- [Text shown]:
Should be a good game, but the road is not kind to the Bulls

Nets 110
Bulls 101

I look for the Bulls being in the game throughout as a sign of improvement.


----------



## superdave (Jul 16, 2002)

The Bulls should pound the ball into the paint, time after time. Get Donyell, Tyson and Fizer involved. Give Eddy some love, he should be able to get some easy shots against Collins/Williams. This is our best chance to win tonight. An uptempo game really favors Jersey.

Bulls 105
Nets 102

It could happen.



Go Bulls.
VD


----------



## BamaBull (Jun 24, 2002)

> Bulls 105
> Nets 102
> 
> It could happen.
> ...


It could, but it won't! My confidence with the Bulls winning tonight is about as long as their current winning streak. More games like the last one with Indy(even considering the absence of Artest and Oneal) will show me this team IS improving in all areas.

Nets 111
Bulls 90

COME ON BULLS!!! PROVE ME WRONG!!!


----------



## Louie (Jun 13, 2002)

I'm gonna predict the win this time, and hopefully turn the tables on Bama from last game. 
The Nets are a very good team, but IMO they aren't as good as everyone thinks. Everyone knows Kidd is an amazing player, possibly the league's best given Shaq's recent play, and he makes everyone better on this team. But outside of him, theres not much on this team that impresses me- just a bunch of jump shooters and defensive specialists. Kenyon Martin is, IMO, the league's most overrated star, and Dikembe is no longer the player he once was. I like Richard Jefferson, but I really don't see the "future superstar" label some have given him. I see him as a more athletic Bonzi Wells- he might be a fringe allstar one day, and I hope he is because I like the Nets and the game they play, but I certainly don't think he'll be a superstar. The Nets have made some nice moves the past few offseasons, but let's face it, this team was built with the intention of having some playoff success and drawing some fan interest- not for winning titles. I really don't think that they can or will be able to compete with the top Western teamsas currently constructed.
Bulls 100-Nets 96

This is a very optimistic guess, based on the assumption that the Bulls continue their play of the last few games. Really, this one could go either way, but being a Bulls fan I'm predicting them to win.


----------



## rynobot (Oct 10, 2002)

Bulls could win

Bulls 102

Nets 101.5


----------



## HAWK23 (Jul 1, 2002)

Bulls--91

Nets--97


I see us ahead by about 5 points with 4 min left then blowing it... I think we will be in the game the whole time though.


----------



## HAWK23 (Jul 1, 2002)

here we go- about 10 min till game tiime.... GO BULLS I hope the intensity level is high to start this game


----------



## GB (Jun 11, 2002)

Loss


----------



## FBarley (Nov 10, 2002)

Bulls will lose, however they will look much better on the road than they have all season (except Boston game) Bulls lose by 12


----------



## Future (Jul 24, 2002)

Bulls lose by 14, Jalen Rose comes out flat.


----------



## Future (Jul 24, 2002)

More bad calls for the Bulls, maybe Pat Riley is right. F-ing biased officiating.

- [What is expected]: Extend the forum thread of Bulls–Nets game predictions, picking up after its final post.

- [Raw records]:
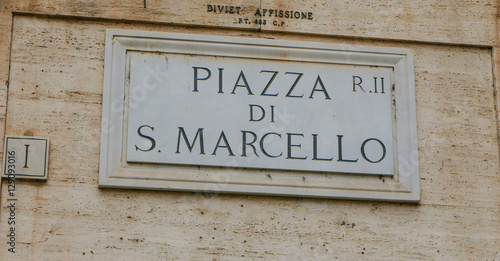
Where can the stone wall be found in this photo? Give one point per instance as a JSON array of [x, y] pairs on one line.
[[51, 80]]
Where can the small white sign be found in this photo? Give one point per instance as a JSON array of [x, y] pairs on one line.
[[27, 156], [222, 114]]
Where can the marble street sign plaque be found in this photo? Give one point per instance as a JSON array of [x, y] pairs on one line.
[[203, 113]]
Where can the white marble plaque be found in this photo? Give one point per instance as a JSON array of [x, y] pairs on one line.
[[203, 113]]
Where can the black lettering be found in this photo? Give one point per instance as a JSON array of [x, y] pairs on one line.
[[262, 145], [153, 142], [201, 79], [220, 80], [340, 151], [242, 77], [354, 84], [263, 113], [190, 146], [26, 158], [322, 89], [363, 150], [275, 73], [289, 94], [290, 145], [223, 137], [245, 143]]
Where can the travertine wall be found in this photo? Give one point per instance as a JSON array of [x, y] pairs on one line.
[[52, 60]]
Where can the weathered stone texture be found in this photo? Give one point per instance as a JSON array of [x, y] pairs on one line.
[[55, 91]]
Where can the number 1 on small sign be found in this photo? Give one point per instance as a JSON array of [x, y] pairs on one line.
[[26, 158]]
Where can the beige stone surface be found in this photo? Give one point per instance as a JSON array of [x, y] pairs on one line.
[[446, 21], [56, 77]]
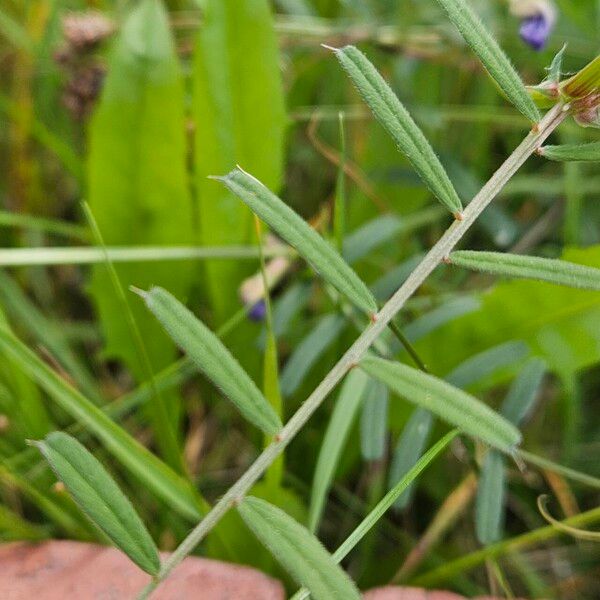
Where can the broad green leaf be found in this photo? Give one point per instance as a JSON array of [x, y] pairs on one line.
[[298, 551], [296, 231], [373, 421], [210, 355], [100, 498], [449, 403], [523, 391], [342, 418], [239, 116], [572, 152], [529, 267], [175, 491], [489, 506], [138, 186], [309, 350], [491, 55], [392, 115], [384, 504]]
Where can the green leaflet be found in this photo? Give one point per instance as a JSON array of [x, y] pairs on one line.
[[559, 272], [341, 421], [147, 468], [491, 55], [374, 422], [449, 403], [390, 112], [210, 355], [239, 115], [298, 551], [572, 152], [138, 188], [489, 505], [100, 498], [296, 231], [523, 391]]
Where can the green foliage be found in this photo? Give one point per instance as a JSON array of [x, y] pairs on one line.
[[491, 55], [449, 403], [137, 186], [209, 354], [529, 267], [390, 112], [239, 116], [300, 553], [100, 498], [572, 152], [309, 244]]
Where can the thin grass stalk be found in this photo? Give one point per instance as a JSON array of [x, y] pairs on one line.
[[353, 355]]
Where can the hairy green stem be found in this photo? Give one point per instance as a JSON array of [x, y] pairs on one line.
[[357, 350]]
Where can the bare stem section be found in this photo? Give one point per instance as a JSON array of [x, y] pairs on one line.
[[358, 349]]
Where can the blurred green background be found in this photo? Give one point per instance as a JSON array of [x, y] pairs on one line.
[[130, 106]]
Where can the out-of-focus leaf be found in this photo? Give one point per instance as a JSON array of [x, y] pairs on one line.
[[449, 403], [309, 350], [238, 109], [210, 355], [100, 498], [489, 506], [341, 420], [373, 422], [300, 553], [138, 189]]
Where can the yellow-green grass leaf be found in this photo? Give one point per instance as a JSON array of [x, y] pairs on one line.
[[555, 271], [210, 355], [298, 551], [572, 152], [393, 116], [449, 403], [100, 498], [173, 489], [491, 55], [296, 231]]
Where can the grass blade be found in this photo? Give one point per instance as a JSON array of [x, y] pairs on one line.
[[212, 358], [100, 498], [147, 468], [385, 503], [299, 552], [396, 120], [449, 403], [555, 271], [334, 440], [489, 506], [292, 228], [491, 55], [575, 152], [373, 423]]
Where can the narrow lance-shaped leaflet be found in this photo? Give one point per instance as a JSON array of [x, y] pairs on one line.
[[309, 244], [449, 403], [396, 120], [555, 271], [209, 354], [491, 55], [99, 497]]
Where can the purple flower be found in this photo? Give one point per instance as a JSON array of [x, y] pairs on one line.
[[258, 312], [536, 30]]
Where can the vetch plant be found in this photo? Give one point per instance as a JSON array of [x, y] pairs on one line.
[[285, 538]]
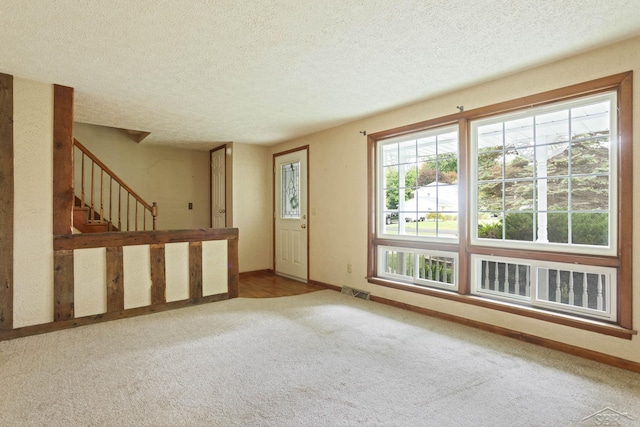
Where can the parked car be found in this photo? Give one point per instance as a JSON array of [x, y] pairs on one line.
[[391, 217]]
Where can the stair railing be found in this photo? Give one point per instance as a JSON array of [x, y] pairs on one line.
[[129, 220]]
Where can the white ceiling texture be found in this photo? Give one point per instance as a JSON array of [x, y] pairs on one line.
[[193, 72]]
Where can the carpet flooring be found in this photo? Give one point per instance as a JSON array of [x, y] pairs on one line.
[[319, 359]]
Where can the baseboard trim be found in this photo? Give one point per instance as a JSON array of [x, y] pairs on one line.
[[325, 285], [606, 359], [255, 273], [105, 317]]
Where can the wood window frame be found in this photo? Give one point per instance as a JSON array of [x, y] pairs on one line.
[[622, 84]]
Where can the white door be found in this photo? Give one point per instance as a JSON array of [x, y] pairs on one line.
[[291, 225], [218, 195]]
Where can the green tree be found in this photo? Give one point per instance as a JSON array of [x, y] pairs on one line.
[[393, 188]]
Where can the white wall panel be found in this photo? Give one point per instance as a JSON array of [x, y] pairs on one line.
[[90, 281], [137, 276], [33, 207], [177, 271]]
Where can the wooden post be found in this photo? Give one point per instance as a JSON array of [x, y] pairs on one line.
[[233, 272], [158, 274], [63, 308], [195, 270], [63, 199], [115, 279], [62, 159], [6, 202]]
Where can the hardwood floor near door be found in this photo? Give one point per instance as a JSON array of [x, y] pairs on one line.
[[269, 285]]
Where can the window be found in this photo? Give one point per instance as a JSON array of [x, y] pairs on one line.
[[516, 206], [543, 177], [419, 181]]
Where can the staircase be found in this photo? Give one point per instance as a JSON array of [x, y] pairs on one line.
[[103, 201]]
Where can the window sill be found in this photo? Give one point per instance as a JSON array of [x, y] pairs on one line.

- [Response for this exercise]:
----------



## DaBullz (Jul 15, 2002)

NJ is 3-3 threes
We're 1-5

We're playing zone a lot, and they're killing it.


----------



## Chops (May 30, 2002)

Bulls missing a lot of 3's. Nets hitting their 3's.

17-11 Nets


----------



## HAWK23 (Jul 1, 2002)

Damn it technical foul on Chandler!


----------



## Chops (May 30, 2002)

Tech. on Tyson.

I can tell we're gonna lose this game.


----------



## Tri_N (Aug 19, 2002)

Great, let's go to zone defense when you face one of the best shooting teams in the NBA.


----------



## Future (Jul 24, 2002)

ITS 8 ON 5 BABY!!!!!!!!!!!

REFS ARE ON THE NETS.


----------



## superdave (Jul 16, 2002)

I would like to thank FSN for the worst audio and video of any of my cable channels.




VD


----------



## superdave (Jul 16, 2002)

The Bulls need to finish (ie. dunk the ball)... 
Deke is not playing tonight fellas.




VD


----------



## DaBullz (Jul 15, 2002)

I think the zone is an attempt to protect Chandler (keep him from getting too many fouls early)


----------



## dkg1 (May 31, 2002)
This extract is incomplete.